==== TEXTAUSZUG

Das einzigartige Projekt „Cards of Qatar“ erzählt die Geschichte der Arbeiter, die in Katar zu Tode gekommen sind – auf Sammelkarten. Martin Schibbye erklärt die Idee dahinter, ob die WM die Situation der Arbeiter verbessert hat und wie wir mit dem Turnier umgehen sollen.
Martin Schibbye, wie sind Sie auf die verblüffende Idee gekommen, die Biografien von in Katar verstorbenen Wanderarbeitern auf Sammelkarten zu erzählen?
Wir haben uns gefragt, wie wir ein Publikum erreichen, das normalerweise keine Geschichten über Migranten aus Südasien liest. Ich bin zwar nur ein Reporter, arbeite zum Glück aber mit Kollegen zusammen, die kreativ über Verpackungen nachdenken. Mit Blankspot haben wir eine Plattform für investigativen Journalismus gegründet, wo wir ständig mit neuen Formen experimentieren. Und es war meine Mitgründerin Brit Stakston, die auf die Idee mit den Sammelkarten gekommen ist.
Warum sind diese Karten glänzend wie die von Fußballstars, wo die Geschichten dahinter doch so traurig sind?
Weil diese Arbeiter Stars sind. Sie sind hochqualifiziert, motiviert und wollten ihre Familien aus der Armut befreien. Wir wollten sie nicht als Opfer darstellen.
Wie haben die Angehörigen darauf reagiert?
Sie haben sie in ihr Herz geschlossen. Ich bin mit den Karten in die Dörfer in Nepal gefahren und habe die Familien der Hinterbliebenen besucht. Alle haben gesagt, es bedeute ihnen sehr viel, dass jemand aus einem anderen Land herauszufinden versucht hätte, was passiert ist. Denn oft genug wussten sie es nicht.
Gestorbene Migranten als Sammelkarten
Wie sind Sie zu den Geschichten gekommen?

========

- _GESTELLTE AUFGABEN_:
• a. Geben Sie im Interview zu den Sammelkarten den Abschnitt von „Wir haben uns“ bis „Sammelkarten gekommen ist.“ wortgetreu wieder.
• b. Führen Sie das Interview zu den Sammelkarten im Anschluss an seinen letzten Satz weiter.

==== ERFASSTE DATEN

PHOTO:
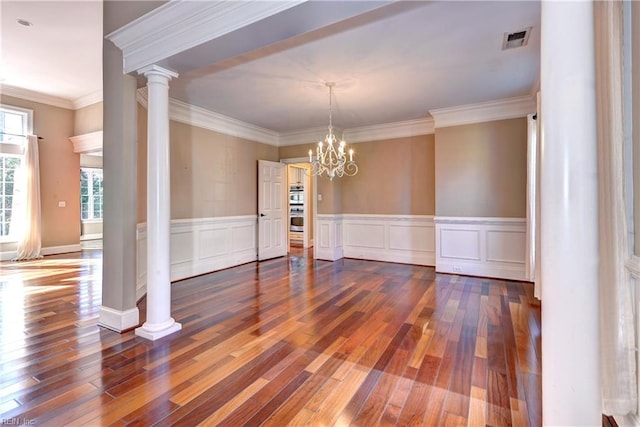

========

- _ANTWORTEN ZUR ÜBUNG_:
• a.
Wir haben uns gefragt, wie wir ein Publikum erreichen, das normalerweise keine Geschichten über Migranten aus Südasien liest. Ich bin zwar nur ein Reporter, arbeite zum Glück aber mit Kollegen zusammen, die kreativ über Verpackungen nachdenken. Mit Blankspot haben wir eine Plattform für investigativen Journalismus gegründet, wo wir ständig mit neuen Formen experimentieren. Und es war meine Mitgründerin Brit Stakston, die auf die Idee mit den Sammelkarten gekommen ist.

• b.
Anfangs war das Schwierigste, Listen der Toten zu bekommen. In einigen Fällen konnten wir Akten über jene Familien bekommen, die eine Entschädigung vom Staat erhalten hatten. In anderen Fällen haben uns NGOs geholfen, lokale Gewerkschaften oder soziale Organisationen. Es war eine zeitraubende Arbeit, anschließend die Familien anzurufen und Interviews zu vereinbaren. Vielfach lebten sie weit von den Großstädten und sprachen nur lokale Sprachen, so dass sogar die Journalisten vor Ort einen Übersetzer benötigten. Und dann sind uns auch noch die Mittel ausgegangen.
Wie konnten Sie das Projekt retten?
Die schwedische Fußball-App Forza Football hat an die Idee geglaubt, und jetzt hoffen wir, dass die Veröffentlichung uns zu weiteren Partnern und neuen Ressourcen führt. Ich träume davon, dass diese Karten eines Tages verkauft werden und das Geld an die Familien geht.
„Wenn das herauskommt, wird es keine Weltmeisterschaft in Katar mehr geben“
Es gibt die ersten 33 Karten, wie viele Leben sollen noch auf diese Weise erzählt werden?
Wir werden in den vier Monaten bis zum Anpfiff in Doha jeden Tag eine Geschichte veröffentlichen. Wir freuen uns, die deutschen Fans über 11 FREUNDE zu erreichen und hoffen, neue Partner zu finden. Dann können wir die Kollegen in Indien, Nepal und Bangladesch losschicken, um weitere Geschichten zu finden.
Gab es eine Lebensgeschichte, die Sie besonders bewegt hat?
Sie berühren einen in ihrer Gesamtheit. Wenn man eine Geschichte nach der anderen liest, wird einem die schiere Masse des Leids klar. Ich habe eine Datei mit allen Interviews, die wir bislang geführt haben. Sie ist über 200 Seiten lang, und nachdem ich sie am Stück durchgelesen hatte, habe ich gedacht: Wenn das herauskommt, wird es keine Weltmeisterschaft in Katar mehr geben. Natürlich wird das nicht passieren, aber ich hatte das Gefühl.
Gab es etwas, das Sie bei der Recherche überrascht hat?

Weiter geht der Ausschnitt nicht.